▸ Requirement
Print all entries precisely as they are written.

▸ Provided data
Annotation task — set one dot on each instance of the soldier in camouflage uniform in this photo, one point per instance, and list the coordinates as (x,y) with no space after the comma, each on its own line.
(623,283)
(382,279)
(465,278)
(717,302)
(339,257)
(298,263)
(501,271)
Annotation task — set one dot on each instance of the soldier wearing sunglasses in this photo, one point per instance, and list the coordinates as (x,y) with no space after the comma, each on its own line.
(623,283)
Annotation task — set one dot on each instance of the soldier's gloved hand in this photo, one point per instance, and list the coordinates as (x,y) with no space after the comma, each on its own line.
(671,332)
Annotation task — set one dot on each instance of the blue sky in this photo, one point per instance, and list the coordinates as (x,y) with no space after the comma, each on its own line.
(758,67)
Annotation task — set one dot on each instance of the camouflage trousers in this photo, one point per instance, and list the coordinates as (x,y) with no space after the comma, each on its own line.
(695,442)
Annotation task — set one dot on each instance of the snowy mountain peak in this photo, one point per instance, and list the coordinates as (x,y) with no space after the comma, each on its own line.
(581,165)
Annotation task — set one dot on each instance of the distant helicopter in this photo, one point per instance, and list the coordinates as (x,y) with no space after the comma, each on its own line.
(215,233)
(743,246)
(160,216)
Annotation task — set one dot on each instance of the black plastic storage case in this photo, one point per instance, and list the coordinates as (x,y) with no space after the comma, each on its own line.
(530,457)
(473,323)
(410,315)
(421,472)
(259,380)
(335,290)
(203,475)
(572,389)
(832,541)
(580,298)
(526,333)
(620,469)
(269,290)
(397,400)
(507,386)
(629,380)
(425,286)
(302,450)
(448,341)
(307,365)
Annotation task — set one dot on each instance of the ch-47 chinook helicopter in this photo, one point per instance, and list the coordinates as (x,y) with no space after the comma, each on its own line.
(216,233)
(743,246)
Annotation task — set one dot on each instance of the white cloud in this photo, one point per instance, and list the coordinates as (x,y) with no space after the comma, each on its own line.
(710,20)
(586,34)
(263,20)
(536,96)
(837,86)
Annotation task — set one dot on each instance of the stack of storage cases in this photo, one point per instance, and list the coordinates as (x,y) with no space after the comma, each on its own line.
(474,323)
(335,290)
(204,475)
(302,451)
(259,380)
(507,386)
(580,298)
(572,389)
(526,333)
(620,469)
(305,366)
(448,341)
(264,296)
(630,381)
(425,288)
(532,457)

▸ Response to this task
Annotation task — set one dot on each instance of the soldier in camouflage uniform in this photo, one point per instance, and list the coordinates as (x,y) with no space after the comma, each on its own line.
(623,283)
(382,279)
(465,278)
(717,302)
(339,257)
(298,263)
(501,271)
Annotation task — set one dot on each instance of the soldier wearing sunglasses in this photo, one point per instance, and list the coordinates as (x,y) with no space after the comma, each on its own line.
(623,283)
Annotation task — set one dot on each instance of the soldier's gloved hand in this photo, one point per instance, and list the coordinates as (x,y) with no space after the comma, each on its own line.
(671,332)
Annotation task — set one dot on each instance of the blue sky in this photo, one point per instance, and list the coordinates as (x,y) with no space after the comma, each on its own line.
(758,67)
Annotation task — set one dot on each instance of the camouflage trousers in this photo, one point per instance, and list the coordinates as (x,y) with no space after the comma, each on its own line.
(695,442)
Annotation task — set one dot on each instance of the snowy mountain peak in this photo, one point per instance, and list the coordinates as (x,y) with no space after the comma, each on its own line.
(581,165)
Annotation task — set one dot on each instance of the distant helicopter in this photo, one point per instance, and list the coordinates as (x,y) with no space after the comma, each on its own line.
(215,233)
(743,246)
(160,216)
Annotation task — set one dot on each instance of the black plastic storage case in this photo, one point per instance, and list the coordinates as (x,y) with no space after the comma, each on its own line.
(530,457)
(473,323)
(410,315)
(421,472)
(259,380)
(335,290)
(203,475)
(572,389)
(832,541)
(580,298)
(526,333)
(620,469)
(269,290)
(397,400)
(507,386)
(629,380)
(425,286)
(302,450)
(448,341)
(307,365)
Annotation task — set one dot on each instance of the ch-47 chinook helicopter in this photo, one point per instance, and list the coordinates as (x,y) with no space after the comma, each on its own line.
(216,233)
(743,246)
Annotation task — set one dot on each instance of the white cloud in this photo, one point per instance, and list the coordinates as (x,y) with no space after the comma, each on its own line.
(710,20)
(586,34)
(263,20)
(536,96)
(837,86)
Annotation task — set one dot on each instance of the stack of storage cases in this photo, one point per instance, and list the coordinates as (x,y) with no space after the comma, each on its own line.
(474,323)
(335,290)
(204,475)
(302,451)
(259,380)
(507,386)
(580,298)
(572,389)
(526,333)
(620,469)
(305,366)
(448,341)
(264,296)
(630,381)
(425,288)
(532,457)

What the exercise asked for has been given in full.